• **EXTRAIT DU TEXTE**
******

L’apport de l’analyse spatiale à la délimitation des aires d’influence des ports

Un lien étroit existe entre la problématique des avant et arrière-pays portuaires et celle des aires d’influence urbaines. Des modèles initialement conçus dans le cadre d’études urbaines ont inspiré des spécialistes des transports pour leur application aux phénomènes portuaires. D’ailleurs, le passage des modèles gravitaires aux modèles réticulaires examiné dans le chapitre 1 s’observe aussi bien dans l’étude des réseaux urbains que dans celle des réseaux portuaires. Ce n’est pas un hasard. Les projections spatiales des ports sont toutefois sensiblement différentes de celles des villes ou des marchés. La principale différence réside dans le fait que le port n’est pas un centre à proprement parler, mais une interface entre deux espaces aux coûts de transport radicalement différents. Le port dispose d’un bassin de recrutement terrestre local ou régional mais il fait avant tout partie d’un réseau maritime dont les enjeux se situent à un autre niveau spatial de gabarit différent. Dans ce chapitre nous étudierons comment cette bidimensionnalité des aires d’influence portuaires peut être formalisée à l’aide des méthodes de l’analyse spatiale.

******

• **MATÉRIEL FOURNI**
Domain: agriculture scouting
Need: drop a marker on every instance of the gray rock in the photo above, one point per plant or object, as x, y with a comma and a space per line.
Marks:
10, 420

******

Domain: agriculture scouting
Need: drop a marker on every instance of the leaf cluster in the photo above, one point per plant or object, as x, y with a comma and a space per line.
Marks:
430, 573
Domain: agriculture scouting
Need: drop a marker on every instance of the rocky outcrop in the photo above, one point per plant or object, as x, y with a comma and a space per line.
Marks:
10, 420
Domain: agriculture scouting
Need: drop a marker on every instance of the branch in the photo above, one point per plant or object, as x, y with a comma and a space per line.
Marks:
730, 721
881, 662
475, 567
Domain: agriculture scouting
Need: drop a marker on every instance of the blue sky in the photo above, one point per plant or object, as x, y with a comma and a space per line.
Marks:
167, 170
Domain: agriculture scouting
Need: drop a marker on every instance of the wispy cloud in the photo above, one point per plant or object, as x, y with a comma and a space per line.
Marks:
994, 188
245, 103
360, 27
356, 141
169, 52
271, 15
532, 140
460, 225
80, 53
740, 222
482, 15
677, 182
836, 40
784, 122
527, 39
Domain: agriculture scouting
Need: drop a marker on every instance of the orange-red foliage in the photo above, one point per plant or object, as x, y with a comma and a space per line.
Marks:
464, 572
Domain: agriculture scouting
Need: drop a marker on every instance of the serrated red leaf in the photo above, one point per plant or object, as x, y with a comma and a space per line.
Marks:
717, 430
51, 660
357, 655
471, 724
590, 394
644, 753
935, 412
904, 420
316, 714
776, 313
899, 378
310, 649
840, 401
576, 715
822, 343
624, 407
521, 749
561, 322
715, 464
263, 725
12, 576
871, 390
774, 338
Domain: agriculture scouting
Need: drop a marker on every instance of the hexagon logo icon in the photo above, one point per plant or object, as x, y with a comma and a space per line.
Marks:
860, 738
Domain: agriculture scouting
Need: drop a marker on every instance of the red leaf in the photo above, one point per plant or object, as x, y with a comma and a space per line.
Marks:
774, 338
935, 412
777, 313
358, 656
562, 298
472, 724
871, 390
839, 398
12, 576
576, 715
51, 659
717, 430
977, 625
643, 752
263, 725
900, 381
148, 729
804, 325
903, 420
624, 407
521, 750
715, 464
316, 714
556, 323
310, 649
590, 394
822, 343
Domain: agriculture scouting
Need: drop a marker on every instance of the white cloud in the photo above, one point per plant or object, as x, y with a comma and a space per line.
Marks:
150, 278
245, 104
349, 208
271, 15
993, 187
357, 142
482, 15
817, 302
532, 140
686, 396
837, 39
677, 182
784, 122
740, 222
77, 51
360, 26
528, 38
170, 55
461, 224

******

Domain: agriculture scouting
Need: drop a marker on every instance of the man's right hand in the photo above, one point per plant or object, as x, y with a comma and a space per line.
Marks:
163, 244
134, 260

******

• **CONSIGNE**
D’après le texte sur les aires d’influence des ports, quelle est la principale différence entre les projections spatiales des ports et celles des villes ou des marchés ?

• **RÉPONSE ATTENDUE**
Le port n’est pas un centre à proprement parler, mais une interface entre deux espaces aux coûts de transport radicalement différents.